[Stored data entries]
++++++++++++++++++++

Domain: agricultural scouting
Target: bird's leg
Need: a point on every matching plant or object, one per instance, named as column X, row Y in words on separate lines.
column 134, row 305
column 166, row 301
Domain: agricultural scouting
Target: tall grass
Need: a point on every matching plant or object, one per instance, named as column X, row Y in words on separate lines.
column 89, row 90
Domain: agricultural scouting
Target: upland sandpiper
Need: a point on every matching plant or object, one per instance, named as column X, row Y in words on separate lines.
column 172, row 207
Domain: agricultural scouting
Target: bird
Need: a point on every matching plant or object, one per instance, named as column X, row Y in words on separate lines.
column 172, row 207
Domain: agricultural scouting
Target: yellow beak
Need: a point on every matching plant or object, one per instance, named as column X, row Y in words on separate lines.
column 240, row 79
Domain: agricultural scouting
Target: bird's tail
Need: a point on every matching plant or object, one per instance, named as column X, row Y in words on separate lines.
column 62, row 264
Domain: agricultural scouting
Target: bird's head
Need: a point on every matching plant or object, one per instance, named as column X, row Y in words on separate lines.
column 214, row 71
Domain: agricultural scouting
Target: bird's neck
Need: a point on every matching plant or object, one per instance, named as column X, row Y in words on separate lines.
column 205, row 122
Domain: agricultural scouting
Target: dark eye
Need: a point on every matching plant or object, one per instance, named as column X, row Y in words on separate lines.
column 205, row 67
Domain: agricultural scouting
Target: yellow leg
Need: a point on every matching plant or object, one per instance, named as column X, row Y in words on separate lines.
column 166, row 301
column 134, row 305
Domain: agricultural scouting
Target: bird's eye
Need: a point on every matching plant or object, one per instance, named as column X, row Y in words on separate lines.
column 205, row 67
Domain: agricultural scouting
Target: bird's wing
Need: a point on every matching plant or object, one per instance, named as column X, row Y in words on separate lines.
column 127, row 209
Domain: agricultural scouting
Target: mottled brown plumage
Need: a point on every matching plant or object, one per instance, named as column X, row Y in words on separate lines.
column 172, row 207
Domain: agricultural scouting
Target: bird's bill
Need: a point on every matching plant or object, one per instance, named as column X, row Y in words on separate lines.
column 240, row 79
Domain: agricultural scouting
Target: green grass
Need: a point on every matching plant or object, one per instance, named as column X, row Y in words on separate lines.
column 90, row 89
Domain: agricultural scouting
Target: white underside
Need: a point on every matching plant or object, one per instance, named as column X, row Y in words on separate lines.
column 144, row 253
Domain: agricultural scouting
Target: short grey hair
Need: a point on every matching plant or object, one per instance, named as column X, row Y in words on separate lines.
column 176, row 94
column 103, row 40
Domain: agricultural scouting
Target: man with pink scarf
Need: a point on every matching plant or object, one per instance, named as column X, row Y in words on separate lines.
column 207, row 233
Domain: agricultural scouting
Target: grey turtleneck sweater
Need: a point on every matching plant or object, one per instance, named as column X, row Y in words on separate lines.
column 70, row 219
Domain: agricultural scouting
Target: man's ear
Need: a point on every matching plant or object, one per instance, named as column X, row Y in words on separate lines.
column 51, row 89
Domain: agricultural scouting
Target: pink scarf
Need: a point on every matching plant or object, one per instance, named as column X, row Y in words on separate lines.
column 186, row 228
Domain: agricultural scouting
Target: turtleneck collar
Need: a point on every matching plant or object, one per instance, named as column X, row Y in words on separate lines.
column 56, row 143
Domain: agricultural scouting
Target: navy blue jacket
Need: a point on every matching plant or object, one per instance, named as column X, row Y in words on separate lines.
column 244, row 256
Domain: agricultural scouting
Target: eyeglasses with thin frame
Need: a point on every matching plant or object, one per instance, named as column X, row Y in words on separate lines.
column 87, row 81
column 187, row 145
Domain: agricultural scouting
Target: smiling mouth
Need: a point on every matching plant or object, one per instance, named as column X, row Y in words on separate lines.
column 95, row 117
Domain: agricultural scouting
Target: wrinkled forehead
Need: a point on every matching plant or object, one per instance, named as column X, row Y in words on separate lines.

++++++++++++++++++++

◆ Exercise description: Type out each entry above again, exactly.

◆ Solution to the exercise:
Domain: agricultural scouting
Target: bird's leg
Need: a point on every matching plant or object, one per instance, named as column X, row Y in words on separate lines.
column 134, row 305
column 166, row 301
Domain: agricultural scouting
Target: tall grass
Need: a point on every matching plant or object, one per instance, named as column X, row Y in words on separate lines.
column 89, row 90
Domain: agricultural scouting
Target: upland sandpiper
Need: a point on every matching plant or object, one per instance, named as column X, row Y in words on separate lines.
column 172, row 207
Domain: agricultural scouting
Target: bird
Need: a point on every matching plant or object, one per instance, named as column X, row Y in words on separate lines.
column 172, row 207
Domain: agricultural scouting
Target: yellow beak
Need: a point on every matching plant or object, one per instance, named as column X, row Y in words on separate lines.
column 240, row 79
Domain: agricultural scouting
Target: bird's tail
Need: a point on every matching plant or object, one per instance, named as column X, row Y in words on separate lines.
column 62, row 264
Domain: agricultural scouting
Target: bird's head
Need: a point on every matching plant or object, one per instance, named as column X, row Y in words on separate lines.
column 214, row 71
Domain: agricultural scouting
Target: bird's neck
Need: a point on every matching plant or object, one per instance, named as column X, row Y in words on separate lines.
column 205, row 122
Domain: agricultural scouting
Target: dark eye
Need: a point on every matching plant or object, one per instance, named as column X, row Y in words on separate lines.
column 205, row 67
Domain: agricultural scouting
Target: yellow leg
Need: a point on every matching plant or object, one per instance, named as column X, row Y in words on separate lines.
column 166, row 301
column 134, row 305
Domain: agricultural scouting
Target: bird's eye
Need: a point on every matching plant or object, one per instance, named as column X, row Y in words on separate lines.
column 205, row 67
Domain: agricultural scouting
Target: bird's wing
Need: a point on every matching plant or object, one per instance, named as column X, row Y in words on separate lines.
column 127, row 209
Domain: agricultural scouting
Target: mottled brown plumage
Need: a point on every matching plant or object, one per instance, named as column X, row Y in words on separate lines.
column 172, row 207
Domain: agricultural scouting
Target: bird's bill
Need: a point on every matching plant or object, one per instance, named as column X, row Y in words on separate lines.
column 240, row 79
Domain: agricultural scouting
Target: green grass
Need: a point on every matching plant or object, one per instance, named as column X, row Y in words on separate lines.
column 90, row 89
Domain: agricultural scouting
Target: white underside
Need: a point on every matching plant or object, one per instance, named as column X, row Y in words on separate lines.
column 144, row 253
Domain: agricultural scouting
Target: short grey hair
Need: a point on every matching plant or object, one per instance, named as column X, row Y in words on separate lines.
column 176, row 94
column 103, row 40
Domain: agricultural scouting
Target: man with pink scarf
Need: a point on every matching plant or object, one per instance, named as column X, row Y in words on separate lines.
column 207, row 233
Domain: agricultural scouting
Target: grey turtleneck sweater
Need: a point on every matching plant or object, one per instance, named as column X, row Y in words on separate lines.
column 70, row 219
Domain: agricultural scouting
Target: man's ear
Need: a point on every matching plant or object, one per instance, named as column X, row Y in words on separate lines.
column 51, row 89
Domain: agricultural scouting
Target: pink scarf
Need: a point on every matching plant or object, one per instance, named as column X, row Y in words on separate lines.
column 186, row 228
Domain: agricultural scouting
Target: turtleneck collar
Need: a point on every matching plant or object, one per instance, named as column X, row Y in words on separate lines.
column 56, row 143
Domain: agricultural scouting
Target: navy blue jacket
Need: a point on every matching plant or object, one per instance, named as column X, row Y in words on separate lines.
column 244, row 256
Domain: agricultural scouting
Target: eyeglasses with thin frame
Need: a point on every matching plant or object, one per instance, named as column X, row Y in words on separate lines.
column 87, row 81
column 187, row 145
Domain: agricultural scouting
Target: smiling mouth
Need: a point on every matching plant or object, one per instance, named as column X, row Y in words on separate lines.
column 95, row 117
Domain: agricultural scouting
Target: wrinkled forehead
Need: a point on every matching plant or object, one per instance, named as column X, row Y in words on separate lines.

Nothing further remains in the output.